Prompt
Repeat every entry word for word, but leave the images out of your copy.
○ ○ ○
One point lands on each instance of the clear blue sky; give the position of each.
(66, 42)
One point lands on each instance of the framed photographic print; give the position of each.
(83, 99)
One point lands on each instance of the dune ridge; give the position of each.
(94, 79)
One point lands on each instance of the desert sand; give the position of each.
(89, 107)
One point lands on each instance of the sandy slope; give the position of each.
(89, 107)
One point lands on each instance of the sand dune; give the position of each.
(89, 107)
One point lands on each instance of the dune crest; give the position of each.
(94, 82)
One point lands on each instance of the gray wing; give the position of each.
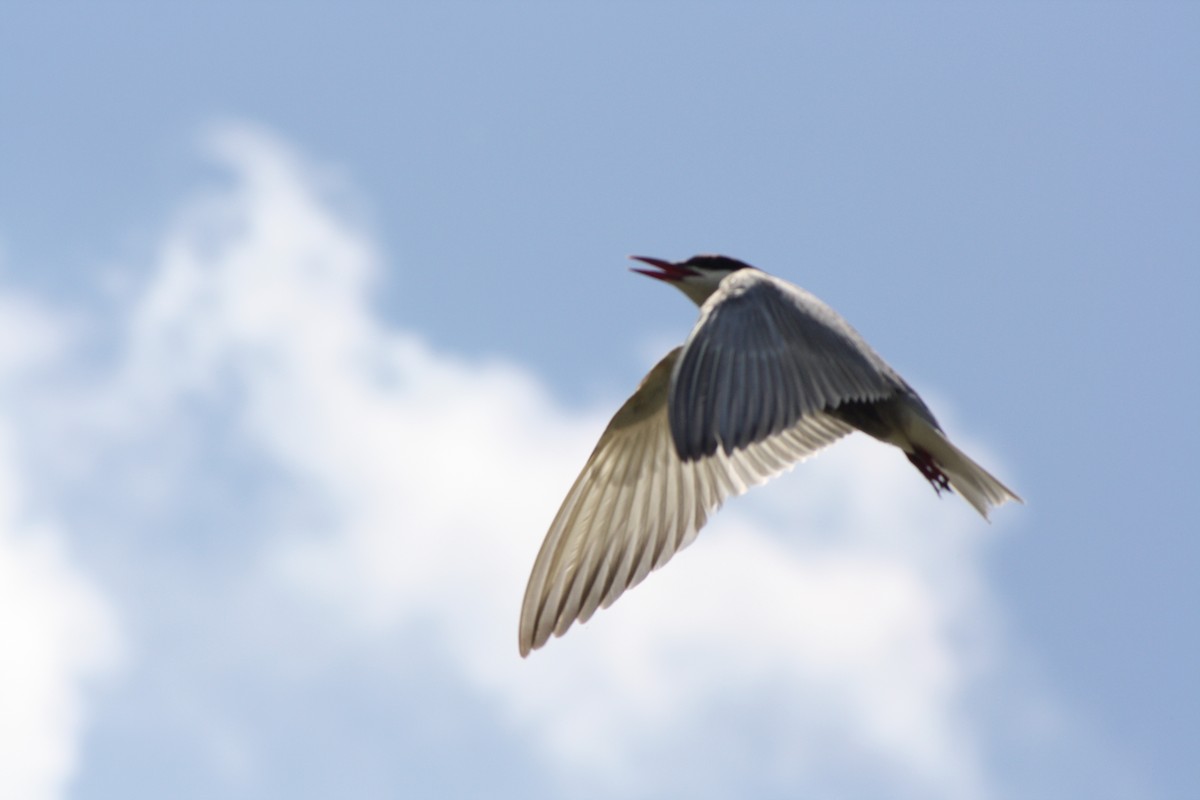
(763, 356)
(636, 504)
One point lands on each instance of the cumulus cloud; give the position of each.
(58, 632)
(832, 620)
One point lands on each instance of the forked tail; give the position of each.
(947, 467)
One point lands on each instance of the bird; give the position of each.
(768, 376)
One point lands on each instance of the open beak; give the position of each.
(667, 271)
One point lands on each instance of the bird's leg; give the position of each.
(929, 468)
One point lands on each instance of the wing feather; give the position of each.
(763, 355)
(636, 504)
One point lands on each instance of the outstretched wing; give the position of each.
(636, 504)
(763, 356)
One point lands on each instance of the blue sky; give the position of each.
(311, 313)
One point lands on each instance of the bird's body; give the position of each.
(769, 376)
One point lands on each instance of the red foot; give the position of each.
(929, 468)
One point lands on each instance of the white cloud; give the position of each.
(845, 605)
(58, 633)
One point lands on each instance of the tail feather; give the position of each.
(977, 486)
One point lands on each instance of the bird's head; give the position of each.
(697, 277)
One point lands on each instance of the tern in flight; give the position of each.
(768, 377)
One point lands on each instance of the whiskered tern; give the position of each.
(768, 377)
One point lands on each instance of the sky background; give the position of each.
(311, 313)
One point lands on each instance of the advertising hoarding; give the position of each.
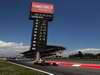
(40, 7)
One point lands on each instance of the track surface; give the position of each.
(65, 68)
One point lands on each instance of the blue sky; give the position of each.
(76, 23)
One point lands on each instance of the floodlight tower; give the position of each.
(40, 13)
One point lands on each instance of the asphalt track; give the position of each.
(66, 68)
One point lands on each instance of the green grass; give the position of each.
(7, 68)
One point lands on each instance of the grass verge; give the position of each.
(7, 68)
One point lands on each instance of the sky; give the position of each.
(76, 23)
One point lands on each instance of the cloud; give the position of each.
(9, 49)
(85, 50)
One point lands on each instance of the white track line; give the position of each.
(31, 68)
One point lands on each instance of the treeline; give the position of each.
(85, 55)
○ ○ ○
Reply to the exercise
One point lands on each instance of the clear blue sky; give the position of each.
(66, 42)
One point lands on each instance of the framed photographic print; give the position of each.
(83, 99)
One point lands on each instance of the dune ridge; give the position of each.
(94, 79)
One point lands on each instance of the desert sand; give the position of each.
(89, 107)
One point lands on each instance of the sandy slope; give the position of each.
(89, 107)
One point lands on each instance of the sand dune; give the position of each.
(89, 107)
One point lands on each instance of the dune crest; give the position of each.
(94, 82)
One point lands on each instance of the gray wing; give the position of each.
(763, 356)
(636, 504)
One point lands on each instance of the cumulus cloud; give the position of each.
(58, 632)
(832, 620)
One point lands on each instance of the forked tail; give the position of each.
(947, 467)
One point lands on each instance of the bird; give the position of each.
(768, 376)
One point lands on each instance of the open beak; give the position of each.
(667, 271)
One point lands on each instance of the bird's leg; give the position of each.
(929, 468)
One point lands on each instance of the wing feather; give the position of each.
(763, 355)
(636, 504)
One point lands on each instance of the outstretched wing; give the position of each.
(636, 504)
(763, 356)
One point lands on each instance of the blue sky; give the position of each.
(311, 313)
One point lands on each instance of the bird's body; give the position of each.
(769, 376)
One point lands on each instance of the red foot; give the position of each.
(929, 468)
One point lands on each instance of the white cloud; give the position of each.
(845, 605)
(58, 633)
One point lands on each instance of the tail feather; give the position of each.
(977, 486)
One point lands on each instance of the bird's head; give the position of each.
(697, 277)
One point lands on each instance of the tern in flight; give the position of each.
(768, 377)
One point lands on each instance of the whiskered tern; give the position of each.
(768, 377)
One point lands on each instance of the sky background; give the position of each.
(311, 313)
One point lands on each instance of the advertising hoarding; give the position of each.
(40, 7)
One point lands on each instance of the track surface; give the position of each.
(65, 68)
One point lands on each instance of the blue sky; give the position of each.
(76, 23)
One point lands on each instance of the floodlight tower; give the position of each.
(40, 13)
One point lands on each instance of the asphalt track; give the position of each.
(66, 68)
One point lands on each instance of the green grass; give the position of each.
(7, 68)
One point lands on each instance of the grass verge; give the position of each.
(7, 68)
One point lands on each instance of the sky; give the position of each.
(76, 23)
One point lands on each instance of the cloud; give the position of each.
(9, 49)
(85, 50)
One point lands on each instance of the white track line; give the position of each.
(31, 68)
One point lands on each instance of the treeline; give the position of each.
(85, 55)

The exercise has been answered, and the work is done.